_EXERCISE BRIEF_
Pictures aside, repeat every entry exactly.
○ ○ ○ ○
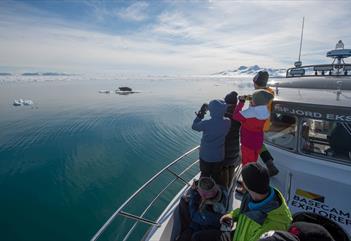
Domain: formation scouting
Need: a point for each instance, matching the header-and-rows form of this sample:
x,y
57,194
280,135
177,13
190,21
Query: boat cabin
x,y
310,140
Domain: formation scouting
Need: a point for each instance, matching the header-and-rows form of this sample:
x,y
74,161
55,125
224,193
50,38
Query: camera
x,y
248,97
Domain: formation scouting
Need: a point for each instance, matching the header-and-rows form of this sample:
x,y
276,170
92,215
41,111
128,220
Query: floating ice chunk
x,y
21,102
27,102
17,103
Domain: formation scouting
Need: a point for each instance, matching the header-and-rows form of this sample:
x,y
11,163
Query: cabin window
x,y
326,138
283,131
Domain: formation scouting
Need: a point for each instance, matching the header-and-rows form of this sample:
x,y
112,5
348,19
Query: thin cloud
x,y
215,36
135,12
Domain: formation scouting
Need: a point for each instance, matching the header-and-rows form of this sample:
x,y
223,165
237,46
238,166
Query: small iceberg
x,y
27,102
125,91
21,102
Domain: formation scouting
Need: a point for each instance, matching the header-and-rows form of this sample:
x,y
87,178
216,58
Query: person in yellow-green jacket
x,y
263,208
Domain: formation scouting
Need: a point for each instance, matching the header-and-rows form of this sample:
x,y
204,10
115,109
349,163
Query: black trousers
x,y
212,235
222,174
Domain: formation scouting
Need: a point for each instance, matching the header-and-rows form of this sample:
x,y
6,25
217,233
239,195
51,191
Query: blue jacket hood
x,y
217,108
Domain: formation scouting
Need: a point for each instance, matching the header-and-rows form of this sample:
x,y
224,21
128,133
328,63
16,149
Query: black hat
x,y
310,232
261,78
262,97
231,98
278,236
256,178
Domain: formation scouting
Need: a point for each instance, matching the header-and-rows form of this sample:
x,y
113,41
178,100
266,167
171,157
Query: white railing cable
x,y
113,216
153,201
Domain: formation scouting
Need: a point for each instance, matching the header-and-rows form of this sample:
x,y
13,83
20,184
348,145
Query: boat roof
x,y
313,82
314,103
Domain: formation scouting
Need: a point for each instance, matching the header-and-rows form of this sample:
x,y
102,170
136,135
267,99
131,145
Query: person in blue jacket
x,y
202,207
214,131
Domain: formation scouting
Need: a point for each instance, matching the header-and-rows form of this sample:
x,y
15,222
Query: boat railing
x,y
140,218
341,69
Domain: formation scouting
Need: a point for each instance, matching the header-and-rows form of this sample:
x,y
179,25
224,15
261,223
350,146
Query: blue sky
x,y
166,37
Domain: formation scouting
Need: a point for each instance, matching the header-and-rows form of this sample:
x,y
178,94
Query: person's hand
x,y
242,98
193,186
226,219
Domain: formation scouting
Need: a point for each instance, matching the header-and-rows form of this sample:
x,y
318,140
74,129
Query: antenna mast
x,y
303,23
299,63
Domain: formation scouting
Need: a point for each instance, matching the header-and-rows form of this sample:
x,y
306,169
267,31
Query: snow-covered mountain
x,y
244,71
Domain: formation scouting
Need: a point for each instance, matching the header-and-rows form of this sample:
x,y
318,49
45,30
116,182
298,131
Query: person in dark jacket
x,y
232,142
214,132
263,208
201,208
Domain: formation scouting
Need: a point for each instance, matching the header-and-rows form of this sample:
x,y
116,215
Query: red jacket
x,y
252,122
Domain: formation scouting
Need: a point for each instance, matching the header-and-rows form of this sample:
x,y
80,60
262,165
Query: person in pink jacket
x,y
252,123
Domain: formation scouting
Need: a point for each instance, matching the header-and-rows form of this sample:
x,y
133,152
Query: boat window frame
x,y
295,146
329,159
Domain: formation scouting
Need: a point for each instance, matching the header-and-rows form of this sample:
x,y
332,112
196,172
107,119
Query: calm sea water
x,y
71,159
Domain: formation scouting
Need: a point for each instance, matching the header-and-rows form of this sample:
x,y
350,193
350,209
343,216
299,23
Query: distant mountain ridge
x,y
245,71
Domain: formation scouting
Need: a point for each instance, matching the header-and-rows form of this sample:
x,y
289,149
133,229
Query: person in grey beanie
x,y
214,131
260,83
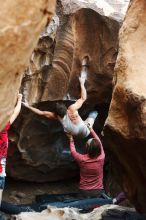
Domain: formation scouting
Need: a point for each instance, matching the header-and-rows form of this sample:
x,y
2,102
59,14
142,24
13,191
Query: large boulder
x,y
40,152
20,25
125,129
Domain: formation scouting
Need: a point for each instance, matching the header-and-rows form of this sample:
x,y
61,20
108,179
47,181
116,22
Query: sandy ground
x,y
19,192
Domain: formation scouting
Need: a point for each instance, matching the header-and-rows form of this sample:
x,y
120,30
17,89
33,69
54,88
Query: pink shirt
x,y
4,141
91,170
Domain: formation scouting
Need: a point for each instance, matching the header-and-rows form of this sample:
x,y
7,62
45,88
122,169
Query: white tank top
x,y
79,129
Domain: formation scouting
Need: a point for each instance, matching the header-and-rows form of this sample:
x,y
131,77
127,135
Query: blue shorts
x,y
2,182
2,172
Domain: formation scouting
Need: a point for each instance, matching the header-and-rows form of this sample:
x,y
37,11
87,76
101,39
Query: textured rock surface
x,y
108,212
42,146
126,124
20,25
110,8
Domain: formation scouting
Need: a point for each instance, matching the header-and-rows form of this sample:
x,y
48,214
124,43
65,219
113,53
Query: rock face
x,y
126,124
20,25
109,212
42,150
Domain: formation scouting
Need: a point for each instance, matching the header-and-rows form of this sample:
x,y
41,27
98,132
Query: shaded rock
x,y
20,25
126,124
110,8
106,212
42,150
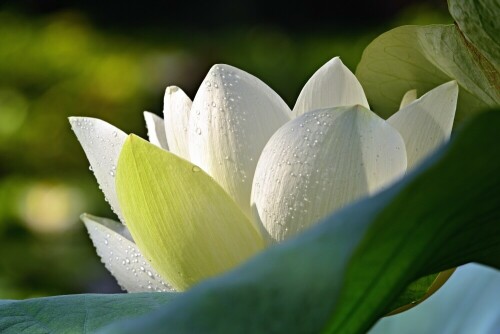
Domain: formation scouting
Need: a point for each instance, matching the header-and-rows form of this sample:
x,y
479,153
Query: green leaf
x,y
423,57
75,313
468,303
478,21
419,290
180,218
343,274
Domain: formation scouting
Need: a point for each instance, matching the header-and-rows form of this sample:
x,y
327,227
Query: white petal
x,y
321,161
121,257
102,143
408,98
156,130
233,116
176,109
333,85
426,123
○ ○ ○ ○
_COMPLETED TASK_
Domain: formation scouting
Need: a point for each instance, matching the header-and-rows form of this sample:
x,y
57,194
280,135
177,13
190,21
Query: boat cabin
x,y
310,140
Domain: formation scouting
Need: a point for each instance, matching the header-and-rows form of this sample:
x,y
74,161
55,125
224,193
50,38
Query: camera
x,y
248,97
Domain: formation scouting
Need: a point for each instance, matching the header-and-rows form of this sample:
x,y
276,170
92,215
41,111
128,220
Query: floating ice chunk
x,y
21,102
27,102
17,103
Domain: formation scouting
Need: a point for each instance, matching the header-and-rows form of this sample:
x,y
11,163
Query: cabin window
x,y
326,138
283,131
Domain: formation scouting
Need: a point for each instance, matching the header-and-rows form of this sample:
x,y
112,5
348,19
Query: thin cloud
x,y
215,36
135,12
Domain: formation scouting
Need: a point for each instance, matching the header-and-rows form of this sample:
x,y
223,165
237,46
238,166
Query: small iceberg
x,y
27,102
125,91
21,102
Domain: formation scouting
Need: a point for each instance, matching the header-and-rows form of this sample:
x,y
87,178
216,58
Query: person in yellow-green jacket
x,y
263,208
Domain: formation scouting
Need: a point for each instance, matching the header-and-rows form of this sample:
x,y
204,10
115,109
349,163
Query: black trousers
x,y
212,235
222,174
Domain: formation scouting
Need: a point for each instance, matching the header-and-rows form of this sample:
x,y
6,25
217,233
239,195
51,191
Query: blue jacket hood
x,y
217,108
Domain: formation scouting
Need: a point for each instance, matching the header-and-rows form of this sample:
x,y
224,21
128,133
328,63
16,149
Query: black hat
x,y
310,232
261,78
262,97
231,98
278,236
256,178
Domain: formation scouting
Need: a point for each instance, matching the header-and-rows form of this sample:
x,y
113,41
178,100
266,167
171,157
Query: white railing cable
x,y
113,216
153,201
Domain: formation scouting
Need: a point for each instance, matching the header-and-rows form of this sample:
x,y
13,83
20,184
348,145
Query: boat roof
x,y
313,82
314,103
Domain: formation scouting
Need: a point for each instance, matching the header-and-rows form of this sample:
x,y
102,170
136,135
267,99
131,145
Query: person in blue jacket
x,y
202,207
214,131
Domain: formation scouting
Need: a point for each instance, matching the header-and-rows form of this sample:
x,y
15,222
Query: boat railing
x,y
140,218
341,69
Domain: formation scouting
Need: a point for each instance, matching the header-and-rows form of this sample:
x,y
179,25
224,15
261,223
350,146
Query: blue sky
x,y
166,37
Domain: formation scouting
Need: a point for each instance, matching the header-and-rows form of this sample:
x,y
178,94
Query: person's hand
x,y
242,98
193,186
226,219
Domain: formation scouting
Need: a point for each instance, matching the header-and-rows form of this sample:
x,y
318,140
74,129
Query: antenna mast
x,y
303,23
299,63
Domain: formation scouting
Need: a point for each instance, matching the header-and-rows form of this sample:
x,y
306,169
267,31
Query: snow-covered mountain
x,y
244,71
Domain: formation scouting
Need: a point for each instance, matching the header-and-rows form of this sample:
x,y
318,49
45,30
116,182
298,131
Query: person in dark jacket
x,y
232,142
214,132
263,208
201,208
Domain: formation scouting
Need: a point for each instance, matching the header-and-rows form of this sample:
x,y
116,215
Query: red jacket
x,y
252,122
Domain: formation scouting
Need: a point for each instance, matching the header-and-rows form of this sample:
x,y
80,60
262,165
Query: person in pink jacket
x,y
252,123
Domain: formation scouting
Need: a point for each instance, matching the header-and-rows form of this sample:
x,y
133,152
Query: boat window frame
x,y
295,146
329,159
Domain: formation scouting
Need: a point for each instance, matching the header-and-rows form of this sample:
x,y
332,112
196,172
107,119
Query: calm sea water
x,y
71,159
Domain: formation scouting
Need: a point for each instance, matching the header-and-rows form of this sample:
x,y
350,193
350,209
343,216
299,23
Query: distant mountain ridge
x,y
245,71
Domain: formation scouting
Need: a point for each instance, matching the header-and-rows form of this sample:
x,y
289,149
133,229
Query: person in grey beanie
x,y
214,131
260,83
Domain: formation scouting
Need: a point for each instance, matching the header-and-rows form of this sample:
x,y
2,102
59,14
142,24
13,191
Query: large boulder
x,y
40,152
20,25
125,129
Domain: formation scouting
Need: a point for each instance, matching the header-and-rows form of this sample:
x,y
61,20
108,179
47,181
116,22
Query: sandy ground
x,y
19,192
Domain: formation scouting
Need: a point for each instance, matching the header-and-rows form of this sample:
x,y
120,30
17,89
33,69
54,88
Query: pink shirt
x,y
4,141
91,170
Domain: formation scouting
Need: a point for each instance, matching the header-and-rows form of this sample:
x,y
7,62
45,88
122,169
Query: white tank top
x,y
79,129
Domain: formation scouting
Need: a point for each instance, matching the header-and-rows form of this sample:
x,y
131,77
127,135
Query: blue shorts
x,y
2,182
2,172
Domain: formation scouting
Need: a point for each instance, matching the header-and-rows form of this sample:
x,y
37,11
87,76
101,39
Query: textured rock surface
x,y
108,212
42,146
126,124
20,25
110,8
Domain: formation scouting
Need: a point for each instance, matching the header-and-rows form of this sample:
x,y
48,214
124,43
65,219
113,53
Query: rock face
x,y
126,124
20,25
109,212
42,150
Domain: formation scouting
Need: a point for each instance, matching the header-and-rows form of this sample:
x,y
41,27
98,132
Query: shaded rock
x,y
20,25
126,124
110,8
106,212
42,150
Domain: formation scouting
Need: a point for each instance, matching the header-and-rows form of this sample:
x,y
479,153
Query: green leaf
x,y
423,57
75,313
468,303
478,21
419,290
180,218
343,274
Domain: formation scouting
Need: a point for each instance, matching the header-and-rows form of this sample:
x,y
327,227
Query: white petal
x,y
321,161
121,257
102,143
408,98
156,130
233,116
176,109
333,85
426,123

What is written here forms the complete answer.